### Exercise directions
Render part of the listing below as a Markdown table with the columns "Row" and "Line," giving each row a number and leaving out blank lines. Begin at the line containing "Where can the green tree be" and stop after the line containing "<point>169,152</point>", and include only those lines.

### Excerpted records
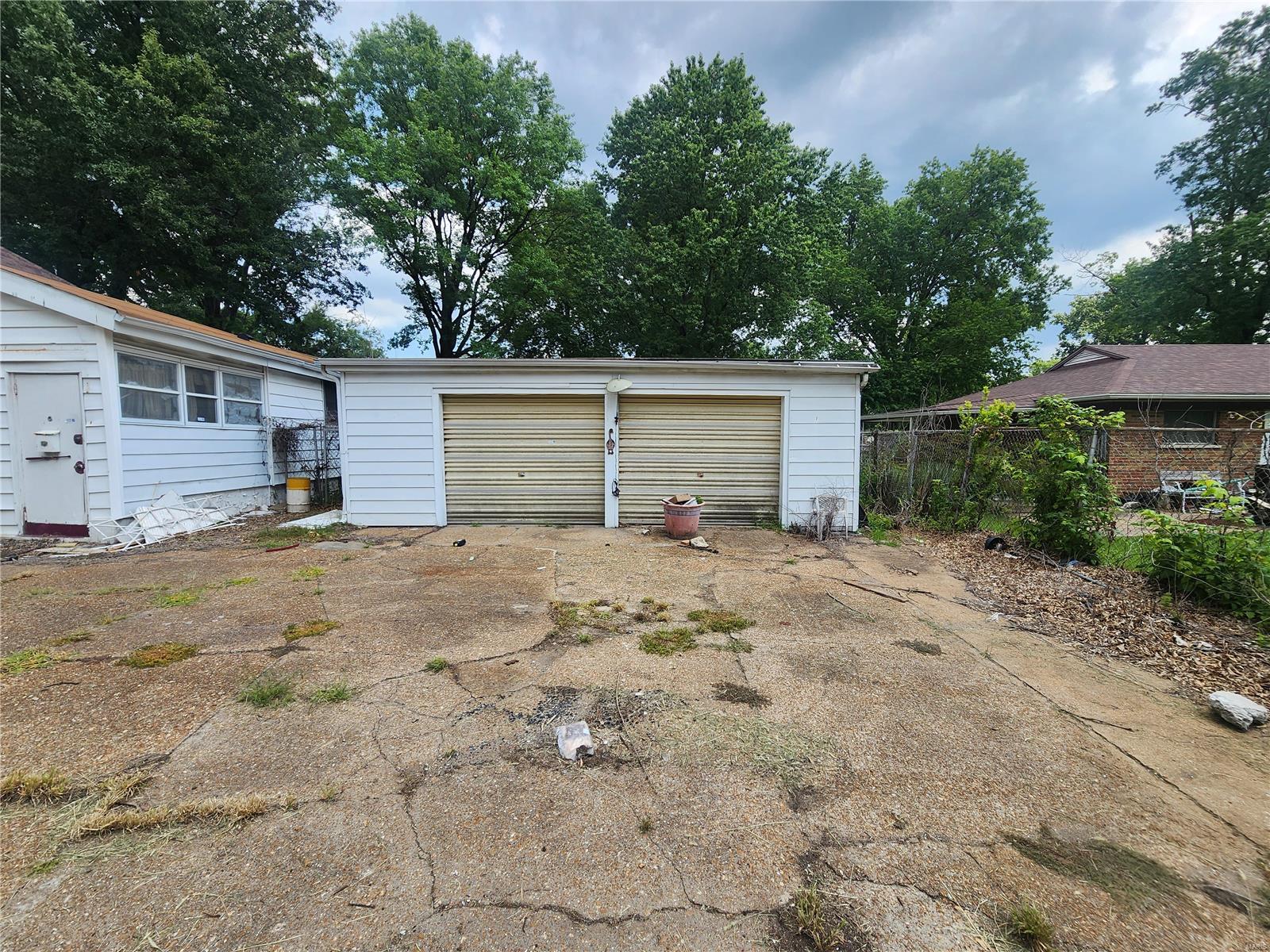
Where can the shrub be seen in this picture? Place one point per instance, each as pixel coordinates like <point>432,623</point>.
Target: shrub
<point>1225,565</point>
<point>1070,497</point>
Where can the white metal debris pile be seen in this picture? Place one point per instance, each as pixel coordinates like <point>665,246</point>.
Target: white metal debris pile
<point>165,518</point>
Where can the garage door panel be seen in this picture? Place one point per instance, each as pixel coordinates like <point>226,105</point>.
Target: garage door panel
<point>525,459</point>
<point>725,450</point>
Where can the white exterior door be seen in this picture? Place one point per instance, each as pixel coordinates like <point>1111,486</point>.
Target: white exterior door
<point>50,441</point>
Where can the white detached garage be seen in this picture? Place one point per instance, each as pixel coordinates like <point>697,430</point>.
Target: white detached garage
<point>595,442</point>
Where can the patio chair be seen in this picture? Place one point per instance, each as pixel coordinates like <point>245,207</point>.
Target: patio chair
<point>1180,484</point>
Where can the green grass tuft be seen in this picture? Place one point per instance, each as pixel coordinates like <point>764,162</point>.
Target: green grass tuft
<point>1132,879</point>
<point>159,655</point>
<point>1028,926</point>
<point>29,659</point>
<point>332,693</point>
<point>268,691</point>
<point>668,641</point>
<point>175,600</point>
<point>719,621</point>
<point>308,630</point>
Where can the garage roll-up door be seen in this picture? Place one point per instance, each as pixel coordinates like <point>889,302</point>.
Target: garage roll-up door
<point>525,459</point>
<point>725,450</point>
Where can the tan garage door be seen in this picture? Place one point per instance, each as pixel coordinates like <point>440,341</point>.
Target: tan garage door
<point>525,459</point>
<point>724,450</point>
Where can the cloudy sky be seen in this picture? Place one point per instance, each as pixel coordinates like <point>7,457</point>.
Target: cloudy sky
<point>1064,84</point>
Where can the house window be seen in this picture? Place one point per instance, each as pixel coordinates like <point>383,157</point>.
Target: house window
<point>244,397</point>
<point>1191,428</point>
<point>149,389</point>
<point>201,403</point>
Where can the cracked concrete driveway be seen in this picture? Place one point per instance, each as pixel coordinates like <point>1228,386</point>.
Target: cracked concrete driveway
<point>908,754</point>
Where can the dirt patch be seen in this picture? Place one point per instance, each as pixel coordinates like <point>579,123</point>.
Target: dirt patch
<point>1114,613</point>
<point>922,647</point>
<point>740,695</point>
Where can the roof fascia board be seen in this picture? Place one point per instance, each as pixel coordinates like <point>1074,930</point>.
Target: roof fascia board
<point>60,301</point>
<point>567,365</point>
<point>187,340</point>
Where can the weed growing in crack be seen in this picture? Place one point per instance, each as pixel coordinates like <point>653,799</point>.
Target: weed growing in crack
<point>29,659</point>
<point>175,600</point>
<point>668,641</point>
<point>719,621</point>
<point>1127,875</point>
<point>36,786</point>
<point>1028,926</point>
<point>73,639</point>
<point>922,647</point>
<point>332,693</point>
<point>268,691</point>
<point>306,630</point>
<point>734,645</point>
<point>159,655</point>
<point>814,920</point>
<point>651,611</point>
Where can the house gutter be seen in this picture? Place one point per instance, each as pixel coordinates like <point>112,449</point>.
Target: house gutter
<point>470,365</point>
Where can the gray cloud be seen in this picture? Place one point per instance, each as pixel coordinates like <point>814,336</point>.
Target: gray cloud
<point>1064,86</point>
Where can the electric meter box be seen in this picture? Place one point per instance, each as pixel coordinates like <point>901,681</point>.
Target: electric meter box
<point>50,442</point>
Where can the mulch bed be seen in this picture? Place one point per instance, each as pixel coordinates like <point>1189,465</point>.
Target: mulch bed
<point>1113,613</point>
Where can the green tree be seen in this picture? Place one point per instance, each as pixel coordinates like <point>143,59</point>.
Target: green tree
<point>559,295</point>
<point>941,286</point>
<point>711,197</point>
<point>446,159</point>
<point>1208,281</point>
<point>169,152</point>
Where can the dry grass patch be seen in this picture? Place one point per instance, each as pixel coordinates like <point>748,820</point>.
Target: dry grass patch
<point>668,641</point>
<point>29,659</point>
<point>719,621</point>
<point>308,630</point>
<point>36,786</point>
<point>159,655</point>
<point>791,755</point>
<point>652,611</point>
<point>1128,876</point>
<point>1026,924</point>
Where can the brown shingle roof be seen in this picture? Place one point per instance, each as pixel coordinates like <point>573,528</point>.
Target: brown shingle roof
<point>18,264</point>
<point>1136,372</point>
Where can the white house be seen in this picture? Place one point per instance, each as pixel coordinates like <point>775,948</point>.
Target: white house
<point>429,442</point>
<point>106,405</point>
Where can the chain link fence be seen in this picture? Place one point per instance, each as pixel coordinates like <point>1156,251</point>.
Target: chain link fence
<point>1149,465</point>
<point>306,448</point>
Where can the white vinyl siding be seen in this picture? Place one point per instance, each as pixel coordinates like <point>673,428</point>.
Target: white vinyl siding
<point>389,451</point>
<point>394,469</point>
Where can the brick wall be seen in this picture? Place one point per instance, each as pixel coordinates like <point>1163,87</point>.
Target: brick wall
<point>1140,452</point>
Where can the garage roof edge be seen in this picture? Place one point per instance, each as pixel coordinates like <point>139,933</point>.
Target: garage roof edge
<point>591,363</point>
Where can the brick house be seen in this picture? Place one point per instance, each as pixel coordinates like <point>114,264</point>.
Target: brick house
<point>1191,409</point>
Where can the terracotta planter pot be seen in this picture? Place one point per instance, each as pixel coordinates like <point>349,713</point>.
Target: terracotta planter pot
<point>681,518</point>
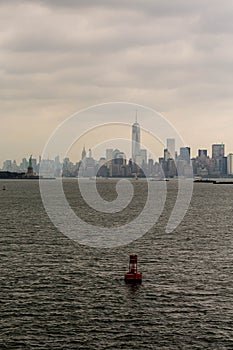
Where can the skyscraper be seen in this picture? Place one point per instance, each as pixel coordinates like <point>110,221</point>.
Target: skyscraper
<point>230,164</point>
<point>218,150</point>
<point>171,147</point>
<point>136,148</point>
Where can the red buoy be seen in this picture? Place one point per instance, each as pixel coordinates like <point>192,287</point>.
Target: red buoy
<point>133,276</point>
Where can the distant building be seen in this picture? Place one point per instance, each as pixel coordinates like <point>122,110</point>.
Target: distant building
<point>185,154</point>
<point>202,153</point>
<point>219,160</point>
<point>171,147</point>
<point>136,147</point>
<point>218,150</point>
<point>230,164</point>
<point>7,165</point>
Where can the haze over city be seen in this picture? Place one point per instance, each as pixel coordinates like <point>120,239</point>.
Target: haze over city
<point>60,56</point>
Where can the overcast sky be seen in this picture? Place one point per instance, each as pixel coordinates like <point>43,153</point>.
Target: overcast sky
<point>58,56</point>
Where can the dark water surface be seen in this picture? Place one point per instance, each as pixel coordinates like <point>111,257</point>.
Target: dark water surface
<point>57,294</point>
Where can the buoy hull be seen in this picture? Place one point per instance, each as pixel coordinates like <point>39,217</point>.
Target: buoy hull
<point>133,278</point>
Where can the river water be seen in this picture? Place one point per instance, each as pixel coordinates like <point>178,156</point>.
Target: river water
<point>57,294</point>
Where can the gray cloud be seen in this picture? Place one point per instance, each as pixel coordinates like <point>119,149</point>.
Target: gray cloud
<point>58,56</point>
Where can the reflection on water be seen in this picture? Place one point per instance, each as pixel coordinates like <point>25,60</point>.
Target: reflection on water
<point>56,294</point>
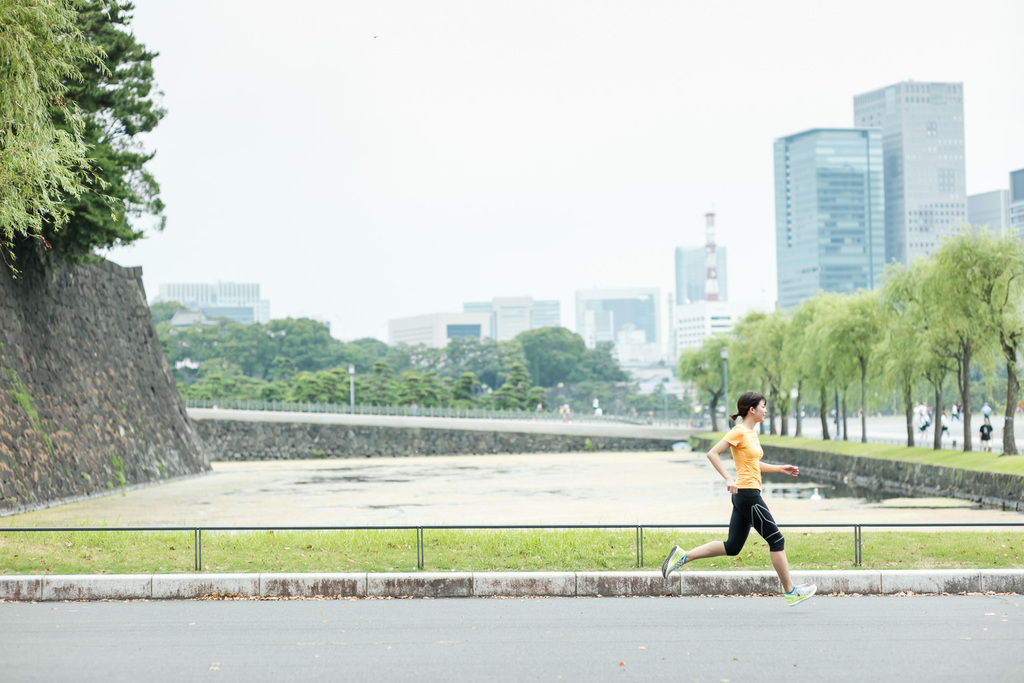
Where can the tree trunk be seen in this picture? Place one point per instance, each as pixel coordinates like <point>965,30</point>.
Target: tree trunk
<point>1013,391</point>
<point>796,411</point>
<point>863,400</point>
<point>713,406</point>
<point>846,433</point>
<point>965,388</point>
<point>907,398</point>
<point>823,414</point>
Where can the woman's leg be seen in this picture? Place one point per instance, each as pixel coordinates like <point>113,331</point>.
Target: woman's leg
<point>781,565</point>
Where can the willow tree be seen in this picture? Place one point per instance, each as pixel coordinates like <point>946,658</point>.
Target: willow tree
<point>41,47</point>
<point>901,347</point>
<point>760,340</point>
<point>704,367</point>
<point>990,269</point>
<point>966,270</point>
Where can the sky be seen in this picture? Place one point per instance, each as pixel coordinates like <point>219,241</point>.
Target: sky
<point>364,161</point>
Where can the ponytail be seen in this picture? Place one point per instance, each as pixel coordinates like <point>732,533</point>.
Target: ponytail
<point>745,402</point>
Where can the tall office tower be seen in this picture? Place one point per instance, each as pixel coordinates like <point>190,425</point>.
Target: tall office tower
<point>629,317</point>
<point>711,260</point>
<point>510,315</point>
<point>236,301</point>
<point>691,273</point>
<point>923,143</point>
<point>1017,202</point>
<point>989,209</point>
<point>436,330</point>
<point>829,213</point>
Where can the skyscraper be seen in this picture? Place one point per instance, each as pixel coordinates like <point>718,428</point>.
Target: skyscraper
<point>630,317</point>
<point>1017,202</point>
<point>829,212</point>
<point>236,301</point>
<point>510,315</point>
<point>923,143</point>
<point>989,209</point>
<point>691,274</point>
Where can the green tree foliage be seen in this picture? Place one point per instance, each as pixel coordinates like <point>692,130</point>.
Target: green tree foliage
<point>464,390</point>
<point>42,49</point>
<point>961,281</point>
<point>514,394</point>
<point>704,368</point>
<point>116,100</point>
<point>598,365</point>
<point>552,354</point>
<point>902,347</point>
<point>854,330</point>
<point>760,356</point>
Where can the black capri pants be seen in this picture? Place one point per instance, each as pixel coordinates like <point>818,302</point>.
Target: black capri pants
<point>749,510</point>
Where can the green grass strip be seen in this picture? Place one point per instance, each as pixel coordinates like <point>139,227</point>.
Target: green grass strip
<point>79,552</point>
<point>977,461</point>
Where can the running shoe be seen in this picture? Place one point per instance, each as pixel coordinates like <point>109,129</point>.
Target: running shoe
<point>800,593</point>
<point>676,559</point>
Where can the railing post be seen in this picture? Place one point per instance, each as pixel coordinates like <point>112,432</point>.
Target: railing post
<point>198,543</point>
<point>419,547</point>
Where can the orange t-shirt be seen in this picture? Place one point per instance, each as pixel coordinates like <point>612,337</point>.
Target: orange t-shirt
<point>747,454</point>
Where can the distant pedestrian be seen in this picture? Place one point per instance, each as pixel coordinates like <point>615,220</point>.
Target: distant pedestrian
<point>986,436</point>
<point>749,509</point>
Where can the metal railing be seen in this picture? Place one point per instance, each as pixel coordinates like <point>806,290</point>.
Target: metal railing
<point>421,544</point>
<point>409,411</point>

### Reply to the exercise
| Row | Line |
|---|---|
| 1 | Where can the green tree be seen in this picture? Place one point per instance, each as pixel coordinates like <point>143,59</point>. |
| 2 | Target: green tree |
| 3 | <point>559,295</point> |
| 4 | <point>941,286</point> |
| 5 | <point>711,197</point> |
| 6 | <point>446,159</point> |
| 7 | <point>1208,281</point> |
| 8 | <point>169,152</point> |